━━━━━ TEXTE PROPOSÉ
Le numérique semble transformer la visibilité et le positionnement de la recherche dans la société. La diffusion numérique rend accessible des travaux auparavant plus confidentiels, et les temporalités de publication peuvent être très courtes si le chercheur le souhaite. Les travaux participent alors différemment aux débats publics.
L’article de Pierre Mounier « Qu’apportent les digital humanities ? Quelques exemples (1/2) (2/2) » [1] [2] est particulièrement marquant quant à la transformation des temporalités d’écriture et des canaux de diffusion. Ainsi P. Mounier revient sur une recherche d’A. Casilli et P. Tubaro sur les émeutes qui ont eu lieu à Londres entre le 6 et le 9 août 2011. Cette recherche « Why Net Censorship in Times of Political Unrest Results in More Violent Uprisings : A Social Simulation Experiment on the UK Riots » [3] a été menée en réaction, en quelques jours seulement, après l’assertion du Premier Ministre britannique David Cameron selon laquelle les réseaux sociaux auraient amplifiés ces émeutes. L’article dément l’assertion en montrant que les pics d’utilisation de twitter ne correspondent pas au moment des émeutes mais interviennent après.
Pierre Mounier dans son article rend compte de la stratégie de communication mise en œuvre par les auteurs de cette recherche : l’article a tout d’abord été publié sur une archive ouverte, puis sur leurs blogs et enfin par de nombreux médias (en particulier par des journaux en ligne). Pour P. Mounier, « l’originalité de la démarche des deux sociologues réside autant dans le tempo de leur publication que dans la méthode mise en œuvre » [1].
La recherche s’inscrit usuellement dans des temporalités longues qui permettent de prendre du recul. Ce n’est pas le cas de la recherche d’A. Casilli et P. Tubar. Celle-ci, effectuée dans l’urgence de l’actualité, s’appuyait sur des travaux préalables, en particulier pour la construction de la méthode d’analyse. Sa rapidité procède de sa visée qui consistait à vouloir participer au débat public et à vouloir éclairer l’action politique.
Cette visée « citoyenne » est également celle de la revue metropolitiques.eu [4] qui publie des textes de chercheurs et de praticiens pour un public d’universitaires mais aussi d’élus et de citoyens de tous bords, en vue d’enrichir le débat sur la ville et l’aménagement [5].
Le numérique semble pouvoir transformer la visibilité et le positionnement de la recherche dans la société.
━━━━━━━━━━
━━━━━ DONNÉES FOURNIES
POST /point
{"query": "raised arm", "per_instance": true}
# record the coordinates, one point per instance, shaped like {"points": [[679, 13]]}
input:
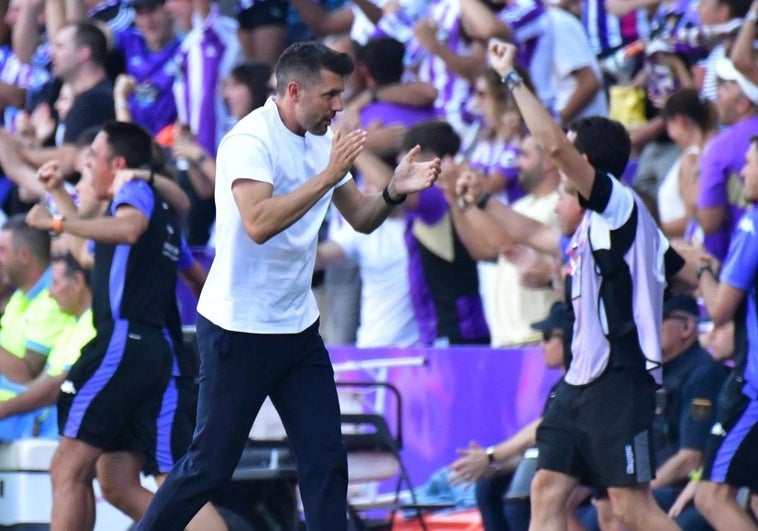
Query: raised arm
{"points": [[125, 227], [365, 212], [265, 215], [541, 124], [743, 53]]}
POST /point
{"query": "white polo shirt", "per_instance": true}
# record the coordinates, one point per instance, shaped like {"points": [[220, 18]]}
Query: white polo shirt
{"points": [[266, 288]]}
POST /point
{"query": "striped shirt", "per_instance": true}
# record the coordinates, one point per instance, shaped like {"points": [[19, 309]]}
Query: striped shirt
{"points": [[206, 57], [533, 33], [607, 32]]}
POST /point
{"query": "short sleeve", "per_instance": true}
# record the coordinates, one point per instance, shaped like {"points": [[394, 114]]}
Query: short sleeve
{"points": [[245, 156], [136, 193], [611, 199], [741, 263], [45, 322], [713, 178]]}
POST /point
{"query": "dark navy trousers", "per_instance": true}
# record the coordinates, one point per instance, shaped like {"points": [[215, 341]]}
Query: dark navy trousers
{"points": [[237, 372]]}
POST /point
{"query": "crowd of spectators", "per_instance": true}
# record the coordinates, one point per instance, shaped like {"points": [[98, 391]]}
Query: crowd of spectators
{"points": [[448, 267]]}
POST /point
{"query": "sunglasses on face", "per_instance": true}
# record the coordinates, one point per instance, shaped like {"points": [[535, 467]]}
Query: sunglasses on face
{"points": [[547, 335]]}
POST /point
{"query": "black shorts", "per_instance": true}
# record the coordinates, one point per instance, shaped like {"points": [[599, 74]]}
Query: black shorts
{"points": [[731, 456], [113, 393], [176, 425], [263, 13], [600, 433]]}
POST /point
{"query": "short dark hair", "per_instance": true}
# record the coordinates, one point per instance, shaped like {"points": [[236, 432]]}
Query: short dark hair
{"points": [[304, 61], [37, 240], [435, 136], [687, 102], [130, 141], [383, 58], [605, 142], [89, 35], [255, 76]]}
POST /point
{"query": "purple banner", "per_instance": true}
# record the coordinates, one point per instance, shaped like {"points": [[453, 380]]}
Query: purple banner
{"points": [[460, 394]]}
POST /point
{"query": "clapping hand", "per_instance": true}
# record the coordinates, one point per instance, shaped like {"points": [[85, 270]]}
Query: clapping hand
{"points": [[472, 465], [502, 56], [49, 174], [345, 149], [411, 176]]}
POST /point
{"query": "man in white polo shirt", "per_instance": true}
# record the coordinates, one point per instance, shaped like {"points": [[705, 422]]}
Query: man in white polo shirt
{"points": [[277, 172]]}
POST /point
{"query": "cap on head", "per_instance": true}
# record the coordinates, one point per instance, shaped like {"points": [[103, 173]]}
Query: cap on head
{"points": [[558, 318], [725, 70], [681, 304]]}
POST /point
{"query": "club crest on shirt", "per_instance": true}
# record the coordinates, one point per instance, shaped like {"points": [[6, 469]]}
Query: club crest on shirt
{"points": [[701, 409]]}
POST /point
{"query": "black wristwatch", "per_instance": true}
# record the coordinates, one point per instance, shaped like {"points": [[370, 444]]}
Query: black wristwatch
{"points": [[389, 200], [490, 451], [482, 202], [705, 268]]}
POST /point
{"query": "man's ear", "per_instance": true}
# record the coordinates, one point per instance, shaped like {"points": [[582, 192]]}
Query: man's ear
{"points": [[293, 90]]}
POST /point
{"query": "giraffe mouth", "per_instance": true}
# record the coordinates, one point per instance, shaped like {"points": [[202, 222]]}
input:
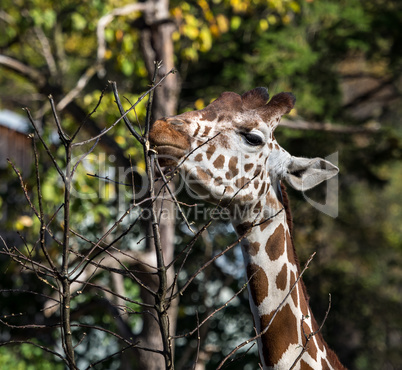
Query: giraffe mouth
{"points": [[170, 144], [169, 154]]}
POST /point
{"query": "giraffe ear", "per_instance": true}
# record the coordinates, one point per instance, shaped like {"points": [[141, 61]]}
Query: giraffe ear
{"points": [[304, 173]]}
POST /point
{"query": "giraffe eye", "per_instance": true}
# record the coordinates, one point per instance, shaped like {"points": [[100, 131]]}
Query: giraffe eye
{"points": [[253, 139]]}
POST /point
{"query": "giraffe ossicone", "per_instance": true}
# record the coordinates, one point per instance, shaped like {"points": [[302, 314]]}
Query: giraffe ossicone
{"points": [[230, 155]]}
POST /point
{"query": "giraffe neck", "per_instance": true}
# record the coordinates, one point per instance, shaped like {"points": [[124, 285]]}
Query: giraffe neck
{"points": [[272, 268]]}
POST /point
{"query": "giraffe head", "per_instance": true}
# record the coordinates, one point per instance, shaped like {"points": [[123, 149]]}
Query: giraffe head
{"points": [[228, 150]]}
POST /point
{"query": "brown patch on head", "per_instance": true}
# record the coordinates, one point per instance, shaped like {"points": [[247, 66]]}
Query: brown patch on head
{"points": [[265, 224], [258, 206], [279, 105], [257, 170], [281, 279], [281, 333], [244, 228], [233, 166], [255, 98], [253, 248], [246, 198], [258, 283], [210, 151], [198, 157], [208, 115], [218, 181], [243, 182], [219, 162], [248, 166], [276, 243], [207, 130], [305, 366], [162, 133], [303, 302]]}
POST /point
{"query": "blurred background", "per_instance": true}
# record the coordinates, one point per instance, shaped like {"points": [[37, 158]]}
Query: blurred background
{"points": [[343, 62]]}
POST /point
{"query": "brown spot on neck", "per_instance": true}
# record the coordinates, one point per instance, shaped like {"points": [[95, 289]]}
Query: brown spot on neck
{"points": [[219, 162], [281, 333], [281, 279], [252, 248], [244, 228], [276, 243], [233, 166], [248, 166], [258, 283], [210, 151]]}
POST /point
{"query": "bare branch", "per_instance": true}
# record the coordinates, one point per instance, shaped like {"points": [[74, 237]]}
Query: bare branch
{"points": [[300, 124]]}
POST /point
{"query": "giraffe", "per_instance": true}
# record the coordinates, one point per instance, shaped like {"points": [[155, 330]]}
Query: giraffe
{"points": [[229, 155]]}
━━━━━━━━━━
▶ CONSIGNE: Poursuivez le texte sur le numérique et la place de la recherche dans la société, juste après sa dernière phrase.

▶ RÉSULTAT OBTENU:
L’étude de données numériques et la publication en ligne de recherches permettent par ailleurs d’associer, en ligne, un résultat scientifique à ses références et ses sources, voire même, directement au corpus de données analysées. Un autre rapport à la recherche, questionnant les notions d’expertise et de transparence s’en suit [à ce sujet, voir le podcast de l’émission « la place de la toile » du 2 juillet 2010 https://www.franceculture.fr/emission-place-de-la-toile-digital-humanities-2010-07-02.html sur les Digital Humanities] [6].
Notre interrogation nous conduit donc à croire que le recours au numérique pour la diffusion de la recherche favorise la participation des publications aux débats publics ainsi que l’engagement citoyen du chercheur (même si la responsabilité sociale des scientifiques va bien au-delà [7]).
Dans certains cas, le « blogging scientifique » favorise également une réflexivité du chercheur sur sa pratique scientifique. Cela opère au travers, par exemple, de la soumission de sa recherche mais également au travers de réflexions spécifiques qui ne peuvent être publiées dans les circuits traditionnels de la recherche ( infusoir.hypotheses.org ).
La mise en visibilité de questionnements peut créer des rencontres, cela a parfois donné lieu à la création de réflexions communes notamment sur des blogs collectifs comme sur reflexivites.hypotheses.org.
Danger des impacts du numérique pour la diffusion de la recherche
Interroger les impacts du numérique sur la recherche pour les comprendre mais également faire évoluer les pratiques de la recherche, impose de les aborder dans le sens de leurs apports mais également du point de vue des risques qu’ils peuvent entraîner.
La transformation des temporalités de publication par exemple, pose la question de la viabilité d’une immédiateté de la recherche. Ainsi Pour P. Mounier, le travail d’A. Casilli et P. Tubaro, réalisé dans l’urgence de l’actualité, ne propose pas un cadre alternatif de compréhension de la réalité sociale [8]. Les auteurs réutilisent un cadre élaboré dans d’autres recherches qui, selon P. Mounier, n’exploite pas la richesse des méthodes d’enquêtes et de recherche exposées par A. Casilli lui-même dans son ouvrage Les liaisons numériques [8].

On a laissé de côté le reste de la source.